··· Trecho do texto

Nas entrevistas após, as minhas apresentações, os jornalistas me perguntaram sobre a minha calma e tranquilidade ao competir. Como eu me preparei, me sentia segura e pronta. E quando batia alguma incerteza, uma pontinha de insegurança, eu rezava. Lembrava do processo, do caminho. Voltava à minha mente tudo o que fiz e o porquê de eu estar lá. O porto seguro voltava. Também falei com meu joelho, claro: “Vamos lá! Aguenta firme! Está na hora!” E ouvi minhas músicas, as que me acalmam, as que me deixam tranquila e traduzem o que penso.
A hora H começa, na verdade, com um ritual. Coloco música no ouvido e vou me maquiar e prender o cabelo. Faço tudo isso sozinha. Gosto de combinar as cores das sombras com as cores do collant. Na ginástica, o artístico conta muito e quanto mais bonita você estiver, melhor. Já chama a atenção. Eu adoro essa parte. E no Japão a minha playlist foi com músicas evangélicas. Ouvi “Sabor de mel”, da Damares, na primeira final, e a “A Fé faz o herói”, da Jamily, na segunda. Procurem as letras aí. Vocês vão gostar.
Voltar para casa, reencontrar minha família. É isso que quero agora. Estou louca de vontade de rever todos e cantar com eles. É a nossa maior diversão. E a minha segunda paixão, depois da ginástica. A Rebeca é uma fênix. Todo mundo achou que eu tinha morrido, mas eu voltei. Fiz isso três vezes. E voltarei para casa com duas medalhas olímpicas.

······

Tarefa: No relato, que música foi ouvida na primeira final no Japão?

··· Dados fornecidos

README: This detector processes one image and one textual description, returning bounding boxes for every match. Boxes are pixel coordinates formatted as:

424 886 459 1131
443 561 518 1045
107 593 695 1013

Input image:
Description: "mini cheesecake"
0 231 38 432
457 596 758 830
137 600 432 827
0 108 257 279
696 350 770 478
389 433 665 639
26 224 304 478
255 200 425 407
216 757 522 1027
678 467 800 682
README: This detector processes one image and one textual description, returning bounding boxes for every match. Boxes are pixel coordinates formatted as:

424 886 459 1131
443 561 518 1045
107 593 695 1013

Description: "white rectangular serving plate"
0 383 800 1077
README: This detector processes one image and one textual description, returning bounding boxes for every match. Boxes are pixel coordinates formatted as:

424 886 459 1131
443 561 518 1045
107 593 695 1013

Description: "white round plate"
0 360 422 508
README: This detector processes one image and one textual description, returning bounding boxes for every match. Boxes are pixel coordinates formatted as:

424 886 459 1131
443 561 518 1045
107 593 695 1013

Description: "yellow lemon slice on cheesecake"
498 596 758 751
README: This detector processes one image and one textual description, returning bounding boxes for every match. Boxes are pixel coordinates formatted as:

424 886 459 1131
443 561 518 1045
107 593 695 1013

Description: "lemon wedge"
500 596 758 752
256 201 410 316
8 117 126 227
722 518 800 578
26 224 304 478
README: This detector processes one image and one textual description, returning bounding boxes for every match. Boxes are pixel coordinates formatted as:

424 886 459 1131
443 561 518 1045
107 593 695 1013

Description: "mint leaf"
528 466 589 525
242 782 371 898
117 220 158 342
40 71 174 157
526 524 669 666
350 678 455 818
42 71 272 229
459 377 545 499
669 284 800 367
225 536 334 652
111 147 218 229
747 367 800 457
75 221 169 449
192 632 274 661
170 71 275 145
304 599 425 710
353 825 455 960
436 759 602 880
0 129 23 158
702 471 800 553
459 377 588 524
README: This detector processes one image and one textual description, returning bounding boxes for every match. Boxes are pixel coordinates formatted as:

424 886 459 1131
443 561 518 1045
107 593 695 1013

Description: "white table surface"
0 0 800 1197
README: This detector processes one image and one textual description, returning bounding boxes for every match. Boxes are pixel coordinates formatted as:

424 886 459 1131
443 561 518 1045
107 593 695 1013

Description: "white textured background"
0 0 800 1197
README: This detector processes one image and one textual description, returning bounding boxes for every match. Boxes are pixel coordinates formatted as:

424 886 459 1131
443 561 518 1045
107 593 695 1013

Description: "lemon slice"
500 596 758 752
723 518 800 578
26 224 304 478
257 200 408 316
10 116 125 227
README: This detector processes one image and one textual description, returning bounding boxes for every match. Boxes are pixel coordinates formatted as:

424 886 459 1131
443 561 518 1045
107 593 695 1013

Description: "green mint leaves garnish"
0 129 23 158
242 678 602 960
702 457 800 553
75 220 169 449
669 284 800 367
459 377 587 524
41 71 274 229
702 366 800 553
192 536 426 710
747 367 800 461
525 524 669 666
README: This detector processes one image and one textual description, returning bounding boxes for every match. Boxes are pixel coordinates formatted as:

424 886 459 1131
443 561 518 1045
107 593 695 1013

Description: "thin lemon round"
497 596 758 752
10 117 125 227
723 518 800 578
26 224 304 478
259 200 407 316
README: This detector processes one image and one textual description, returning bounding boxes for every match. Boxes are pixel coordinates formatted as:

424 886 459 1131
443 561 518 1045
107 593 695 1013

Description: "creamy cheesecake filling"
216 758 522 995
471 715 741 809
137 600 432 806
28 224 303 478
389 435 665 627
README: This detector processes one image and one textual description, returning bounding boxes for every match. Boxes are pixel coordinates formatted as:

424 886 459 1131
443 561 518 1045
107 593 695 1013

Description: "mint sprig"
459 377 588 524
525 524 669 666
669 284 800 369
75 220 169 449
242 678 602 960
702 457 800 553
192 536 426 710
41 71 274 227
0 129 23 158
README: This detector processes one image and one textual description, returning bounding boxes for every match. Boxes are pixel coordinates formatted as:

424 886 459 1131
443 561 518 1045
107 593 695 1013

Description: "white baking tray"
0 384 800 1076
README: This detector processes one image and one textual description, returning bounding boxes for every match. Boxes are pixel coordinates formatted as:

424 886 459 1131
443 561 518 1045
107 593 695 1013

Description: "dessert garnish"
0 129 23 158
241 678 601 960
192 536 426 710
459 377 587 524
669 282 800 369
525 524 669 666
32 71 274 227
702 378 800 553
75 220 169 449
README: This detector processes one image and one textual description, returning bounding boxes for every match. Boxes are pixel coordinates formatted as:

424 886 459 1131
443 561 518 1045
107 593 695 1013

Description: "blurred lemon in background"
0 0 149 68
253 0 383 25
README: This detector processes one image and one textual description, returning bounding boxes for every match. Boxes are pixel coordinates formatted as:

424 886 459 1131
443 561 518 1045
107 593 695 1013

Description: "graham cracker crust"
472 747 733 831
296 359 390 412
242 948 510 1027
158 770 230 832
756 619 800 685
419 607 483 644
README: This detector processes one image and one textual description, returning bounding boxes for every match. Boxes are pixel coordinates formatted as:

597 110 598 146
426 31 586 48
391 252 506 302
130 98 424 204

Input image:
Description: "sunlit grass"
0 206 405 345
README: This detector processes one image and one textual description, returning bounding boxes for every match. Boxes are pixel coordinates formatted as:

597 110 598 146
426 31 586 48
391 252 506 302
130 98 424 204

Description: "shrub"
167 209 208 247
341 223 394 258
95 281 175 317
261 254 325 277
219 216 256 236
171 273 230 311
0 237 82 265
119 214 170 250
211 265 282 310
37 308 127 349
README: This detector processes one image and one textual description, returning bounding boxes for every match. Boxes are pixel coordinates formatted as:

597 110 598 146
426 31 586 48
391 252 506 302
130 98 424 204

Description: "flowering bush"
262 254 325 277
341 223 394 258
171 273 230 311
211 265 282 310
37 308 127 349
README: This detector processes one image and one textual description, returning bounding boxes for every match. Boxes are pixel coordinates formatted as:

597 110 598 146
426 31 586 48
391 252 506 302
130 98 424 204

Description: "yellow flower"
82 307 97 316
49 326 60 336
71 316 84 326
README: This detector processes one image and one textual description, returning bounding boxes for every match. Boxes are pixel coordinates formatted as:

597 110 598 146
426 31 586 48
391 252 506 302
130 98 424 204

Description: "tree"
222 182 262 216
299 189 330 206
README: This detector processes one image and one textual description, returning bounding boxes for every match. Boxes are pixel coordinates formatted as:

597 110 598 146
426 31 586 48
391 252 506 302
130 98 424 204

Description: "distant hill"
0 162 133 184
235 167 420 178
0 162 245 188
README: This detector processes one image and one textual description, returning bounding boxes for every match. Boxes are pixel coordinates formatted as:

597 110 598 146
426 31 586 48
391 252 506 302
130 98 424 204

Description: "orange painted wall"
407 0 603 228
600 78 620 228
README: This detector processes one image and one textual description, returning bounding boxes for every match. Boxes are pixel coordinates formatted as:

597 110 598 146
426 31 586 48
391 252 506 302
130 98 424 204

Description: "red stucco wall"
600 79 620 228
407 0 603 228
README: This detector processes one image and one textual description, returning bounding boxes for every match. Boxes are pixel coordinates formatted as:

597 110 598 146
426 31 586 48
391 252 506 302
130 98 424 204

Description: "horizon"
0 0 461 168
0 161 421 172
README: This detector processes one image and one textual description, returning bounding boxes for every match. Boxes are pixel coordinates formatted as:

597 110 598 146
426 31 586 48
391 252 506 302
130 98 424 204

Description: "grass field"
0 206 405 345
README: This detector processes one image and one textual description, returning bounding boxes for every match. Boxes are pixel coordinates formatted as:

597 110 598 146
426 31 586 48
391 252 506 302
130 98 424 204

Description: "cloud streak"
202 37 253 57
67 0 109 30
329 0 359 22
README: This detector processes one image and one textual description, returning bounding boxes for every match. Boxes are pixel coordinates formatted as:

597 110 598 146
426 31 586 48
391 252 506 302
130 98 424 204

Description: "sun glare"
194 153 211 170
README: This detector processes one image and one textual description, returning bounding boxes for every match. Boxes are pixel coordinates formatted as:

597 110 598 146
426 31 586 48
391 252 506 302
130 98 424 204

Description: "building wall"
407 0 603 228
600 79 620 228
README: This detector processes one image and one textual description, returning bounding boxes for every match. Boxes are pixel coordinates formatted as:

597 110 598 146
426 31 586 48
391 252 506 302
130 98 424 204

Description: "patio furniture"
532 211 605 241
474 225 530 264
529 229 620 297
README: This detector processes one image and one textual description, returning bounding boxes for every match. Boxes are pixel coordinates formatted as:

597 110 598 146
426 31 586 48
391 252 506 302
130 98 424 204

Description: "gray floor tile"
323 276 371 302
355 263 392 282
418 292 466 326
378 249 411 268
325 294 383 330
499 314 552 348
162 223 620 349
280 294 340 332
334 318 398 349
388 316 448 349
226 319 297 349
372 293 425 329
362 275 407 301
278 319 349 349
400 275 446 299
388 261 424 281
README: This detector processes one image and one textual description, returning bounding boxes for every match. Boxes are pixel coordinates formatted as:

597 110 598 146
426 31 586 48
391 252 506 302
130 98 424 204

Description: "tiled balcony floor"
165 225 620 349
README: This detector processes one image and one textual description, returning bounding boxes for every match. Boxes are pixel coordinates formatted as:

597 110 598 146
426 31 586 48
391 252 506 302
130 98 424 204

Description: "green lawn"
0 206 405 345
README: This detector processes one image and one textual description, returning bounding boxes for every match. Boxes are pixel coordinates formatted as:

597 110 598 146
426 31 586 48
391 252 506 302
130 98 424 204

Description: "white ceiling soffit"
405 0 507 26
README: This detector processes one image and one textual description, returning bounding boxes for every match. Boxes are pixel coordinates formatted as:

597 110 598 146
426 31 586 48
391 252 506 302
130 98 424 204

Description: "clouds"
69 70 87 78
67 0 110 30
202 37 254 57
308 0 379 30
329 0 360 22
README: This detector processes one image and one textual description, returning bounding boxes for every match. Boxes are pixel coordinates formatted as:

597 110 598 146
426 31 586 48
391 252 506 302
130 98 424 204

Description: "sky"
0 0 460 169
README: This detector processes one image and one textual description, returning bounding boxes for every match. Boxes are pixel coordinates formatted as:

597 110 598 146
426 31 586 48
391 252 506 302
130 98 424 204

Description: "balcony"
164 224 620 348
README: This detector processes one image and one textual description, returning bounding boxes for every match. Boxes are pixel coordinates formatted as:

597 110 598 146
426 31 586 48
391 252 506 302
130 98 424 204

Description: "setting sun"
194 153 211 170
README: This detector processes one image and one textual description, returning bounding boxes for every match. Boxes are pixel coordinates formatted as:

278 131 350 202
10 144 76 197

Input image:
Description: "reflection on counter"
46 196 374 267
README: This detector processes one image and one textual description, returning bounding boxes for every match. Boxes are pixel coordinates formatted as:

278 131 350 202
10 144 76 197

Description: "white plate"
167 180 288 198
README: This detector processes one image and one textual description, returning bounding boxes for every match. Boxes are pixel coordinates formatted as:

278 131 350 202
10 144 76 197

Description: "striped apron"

······

Resposta final: “Sabor de mel”, da Damares.